[What is required]:
Your output is the line containing "Reviewer note: every instance of the woven" plus all lines after it to the end of the records, reproduced exactly, with nothing else.

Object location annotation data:
::::
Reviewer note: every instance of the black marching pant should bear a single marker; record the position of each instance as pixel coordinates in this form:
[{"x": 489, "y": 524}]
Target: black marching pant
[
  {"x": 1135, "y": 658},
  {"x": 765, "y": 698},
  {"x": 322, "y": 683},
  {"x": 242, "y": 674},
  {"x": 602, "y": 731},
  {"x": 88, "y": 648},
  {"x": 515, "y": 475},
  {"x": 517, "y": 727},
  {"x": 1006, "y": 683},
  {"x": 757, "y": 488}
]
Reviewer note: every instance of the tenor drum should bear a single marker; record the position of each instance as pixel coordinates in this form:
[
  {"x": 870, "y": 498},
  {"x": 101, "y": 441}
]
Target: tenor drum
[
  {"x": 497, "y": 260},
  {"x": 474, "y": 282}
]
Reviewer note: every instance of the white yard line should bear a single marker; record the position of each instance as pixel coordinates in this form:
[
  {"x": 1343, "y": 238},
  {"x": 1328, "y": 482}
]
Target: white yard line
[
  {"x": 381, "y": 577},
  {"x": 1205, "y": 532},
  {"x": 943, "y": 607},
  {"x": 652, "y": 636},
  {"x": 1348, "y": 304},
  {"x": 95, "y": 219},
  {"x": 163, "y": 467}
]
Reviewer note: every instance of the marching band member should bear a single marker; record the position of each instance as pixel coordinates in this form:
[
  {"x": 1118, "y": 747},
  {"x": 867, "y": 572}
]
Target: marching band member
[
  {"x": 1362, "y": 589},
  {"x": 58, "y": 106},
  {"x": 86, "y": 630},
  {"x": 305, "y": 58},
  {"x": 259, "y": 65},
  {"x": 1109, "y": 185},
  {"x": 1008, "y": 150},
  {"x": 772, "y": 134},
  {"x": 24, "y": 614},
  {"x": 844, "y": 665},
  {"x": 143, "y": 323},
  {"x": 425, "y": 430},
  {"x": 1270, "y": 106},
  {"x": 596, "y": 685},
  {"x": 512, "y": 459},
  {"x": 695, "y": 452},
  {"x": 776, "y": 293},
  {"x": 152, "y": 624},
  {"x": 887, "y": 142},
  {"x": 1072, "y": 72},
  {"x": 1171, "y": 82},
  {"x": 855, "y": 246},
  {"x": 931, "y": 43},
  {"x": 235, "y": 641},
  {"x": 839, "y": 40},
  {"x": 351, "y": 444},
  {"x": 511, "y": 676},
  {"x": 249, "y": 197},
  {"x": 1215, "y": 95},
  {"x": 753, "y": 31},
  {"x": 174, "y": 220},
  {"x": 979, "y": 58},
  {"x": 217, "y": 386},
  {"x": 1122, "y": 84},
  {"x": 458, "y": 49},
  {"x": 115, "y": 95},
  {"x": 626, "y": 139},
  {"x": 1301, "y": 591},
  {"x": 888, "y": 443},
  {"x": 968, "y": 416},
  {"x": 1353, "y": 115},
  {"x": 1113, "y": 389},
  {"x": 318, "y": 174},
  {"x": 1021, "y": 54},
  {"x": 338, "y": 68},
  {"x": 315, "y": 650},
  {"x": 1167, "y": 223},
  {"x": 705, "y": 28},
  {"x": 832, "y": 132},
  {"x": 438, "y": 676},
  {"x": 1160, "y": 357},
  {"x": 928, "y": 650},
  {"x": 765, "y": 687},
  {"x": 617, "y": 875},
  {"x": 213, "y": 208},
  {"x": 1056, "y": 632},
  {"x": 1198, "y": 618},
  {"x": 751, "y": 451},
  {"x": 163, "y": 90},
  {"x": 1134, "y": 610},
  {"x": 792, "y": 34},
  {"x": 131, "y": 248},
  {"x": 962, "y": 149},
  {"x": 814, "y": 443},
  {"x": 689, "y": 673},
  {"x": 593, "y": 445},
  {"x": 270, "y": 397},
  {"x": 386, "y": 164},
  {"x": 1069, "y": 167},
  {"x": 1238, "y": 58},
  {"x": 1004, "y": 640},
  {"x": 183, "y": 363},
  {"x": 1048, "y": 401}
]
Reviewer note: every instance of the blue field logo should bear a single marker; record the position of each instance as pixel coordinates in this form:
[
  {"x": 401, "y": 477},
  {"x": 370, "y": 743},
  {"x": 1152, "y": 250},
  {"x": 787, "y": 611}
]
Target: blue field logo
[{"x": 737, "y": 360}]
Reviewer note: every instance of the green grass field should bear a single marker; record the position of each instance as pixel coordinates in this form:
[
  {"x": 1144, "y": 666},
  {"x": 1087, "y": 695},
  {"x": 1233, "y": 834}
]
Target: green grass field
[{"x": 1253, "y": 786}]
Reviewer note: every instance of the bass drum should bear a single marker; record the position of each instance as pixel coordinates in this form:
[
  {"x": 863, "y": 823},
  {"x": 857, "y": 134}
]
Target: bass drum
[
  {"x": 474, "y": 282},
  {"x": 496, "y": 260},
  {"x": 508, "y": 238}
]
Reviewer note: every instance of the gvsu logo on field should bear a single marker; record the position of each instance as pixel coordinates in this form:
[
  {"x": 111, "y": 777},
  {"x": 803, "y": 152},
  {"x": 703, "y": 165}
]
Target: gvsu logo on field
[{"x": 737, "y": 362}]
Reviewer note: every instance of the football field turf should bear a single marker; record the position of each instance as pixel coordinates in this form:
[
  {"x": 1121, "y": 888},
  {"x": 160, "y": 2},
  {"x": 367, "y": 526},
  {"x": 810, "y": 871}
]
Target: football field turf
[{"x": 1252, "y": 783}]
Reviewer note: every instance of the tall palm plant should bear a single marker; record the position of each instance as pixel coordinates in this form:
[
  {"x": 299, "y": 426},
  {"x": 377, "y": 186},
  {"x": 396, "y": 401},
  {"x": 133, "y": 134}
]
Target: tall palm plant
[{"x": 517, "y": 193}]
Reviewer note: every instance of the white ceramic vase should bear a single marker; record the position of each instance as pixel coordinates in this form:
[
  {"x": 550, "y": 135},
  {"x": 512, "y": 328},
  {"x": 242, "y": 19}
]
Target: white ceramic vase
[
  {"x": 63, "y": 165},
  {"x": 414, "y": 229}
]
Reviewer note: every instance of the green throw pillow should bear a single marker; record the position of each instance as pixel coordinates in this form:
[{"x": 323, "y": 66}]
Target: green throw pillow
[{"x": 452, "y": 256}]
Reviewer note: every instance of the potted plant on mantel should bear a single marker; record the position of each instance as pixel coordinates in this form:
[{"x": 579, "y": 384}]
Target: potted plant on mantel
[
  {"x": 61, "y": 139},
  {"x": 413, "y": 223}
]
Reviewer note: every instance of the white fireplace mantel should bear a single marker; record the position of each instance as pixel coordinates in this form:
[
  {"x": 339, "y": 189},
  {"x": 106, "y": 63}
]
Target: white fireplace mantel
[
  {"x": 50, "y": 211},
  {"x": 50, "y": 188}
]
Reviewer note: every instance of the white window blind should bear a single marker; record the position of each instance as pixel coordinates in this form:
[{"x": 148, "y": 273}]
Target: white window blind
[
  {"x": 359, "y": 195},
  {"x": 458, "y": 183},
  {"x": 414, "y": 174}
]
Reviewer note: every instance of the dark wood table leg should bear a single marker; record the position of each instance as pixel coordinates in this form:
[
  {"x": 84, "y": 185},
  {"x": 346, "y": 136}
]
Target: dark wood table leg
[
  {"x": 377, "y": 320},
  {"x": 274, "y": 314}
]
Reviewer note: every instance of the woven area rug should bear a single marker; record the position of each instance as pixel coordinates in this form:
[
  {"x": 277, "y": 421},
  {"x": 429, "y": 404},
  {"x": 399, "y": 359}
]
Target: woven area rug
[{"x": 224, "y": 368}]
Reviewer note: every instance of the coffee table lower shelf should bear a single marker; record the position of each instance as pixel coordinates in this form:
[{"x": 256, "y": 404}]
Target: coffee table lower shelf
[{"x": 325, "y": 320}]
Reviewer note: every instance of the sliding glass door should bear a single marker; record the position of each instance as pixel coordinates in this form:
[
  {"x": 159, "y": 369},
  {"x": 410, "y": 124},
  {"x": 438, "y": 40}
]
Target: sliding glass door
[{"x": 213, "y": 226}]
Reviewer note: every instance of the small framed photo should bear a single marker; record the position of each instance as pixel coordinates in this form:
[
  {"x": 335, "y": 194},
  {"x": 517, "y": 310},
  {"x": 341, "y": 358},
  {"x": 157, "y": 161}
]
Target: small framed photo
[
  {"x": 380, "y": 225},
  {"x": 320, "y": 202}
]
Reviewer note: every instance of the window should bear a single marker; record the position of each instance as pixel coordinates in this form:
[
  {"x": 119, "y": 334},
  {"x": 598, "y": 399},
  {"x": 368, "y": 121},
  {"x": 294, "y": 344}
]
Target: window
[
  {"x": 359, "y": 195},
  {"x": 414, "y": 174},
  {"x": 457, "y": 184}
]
::::
[Answer to the problem]:
Reviewer note: every instance of the woven area rug should bear a single marker; record the position of each instance as pixel coordinates in this form:
[
  {"x": 277, "y": 421},
  {"x": 429, "y": 404},
  {"x": 399, "y": 359}
]
Target: woven area rug
[{"x": 224, "y": 368}]
Reviewer note: every instance of the coffee table lower shelf should bear a single marker; record the position of each instance as pixel coordinates in this form:
[{"x": 256, "y": 404}]
Target: coffee table lower shelf
[{"x": 325, "y": 320}]
Reviewer note: every instance of the sliding glass door should bear a single marker; record the position of each instance as pixel coordinates in this form:
[
  {"x": 159, "y": 369},
  {"x": 410, "y": 124},
  {"x": 438, "y": 40}
]
Target: sliding glass door
[{"x": 213, "y": 226}]
Reviewer note: every instance of the small framed photo should bear a single marker; record the position of each instance as pixel coordinates in this form:
[
  {"x": 335, "y": 194},
  {"x": 517, "y": 310},
  {"x": 341, "y": 358},
  {"x": 157, "y": 161}
]
Target: small framed photo
[
  {"x": 380, "y": 225},
  {"x": 320, "y": 202}
]
Reviewer note: every instance of the window should bear a single marker; record the position of each instance as pixel coordinates in this form:
[
  {"x": 119, "y": 334},
  {"x": 598, "y": 399},
  {"x": 368, "y": 121},
  {"x": 294, "y": 344}
]
Target: window
[
  {"x": 359, "y": 195},
  {"x": 414, "y": 174},
  {"x": 457, "y": 184}
]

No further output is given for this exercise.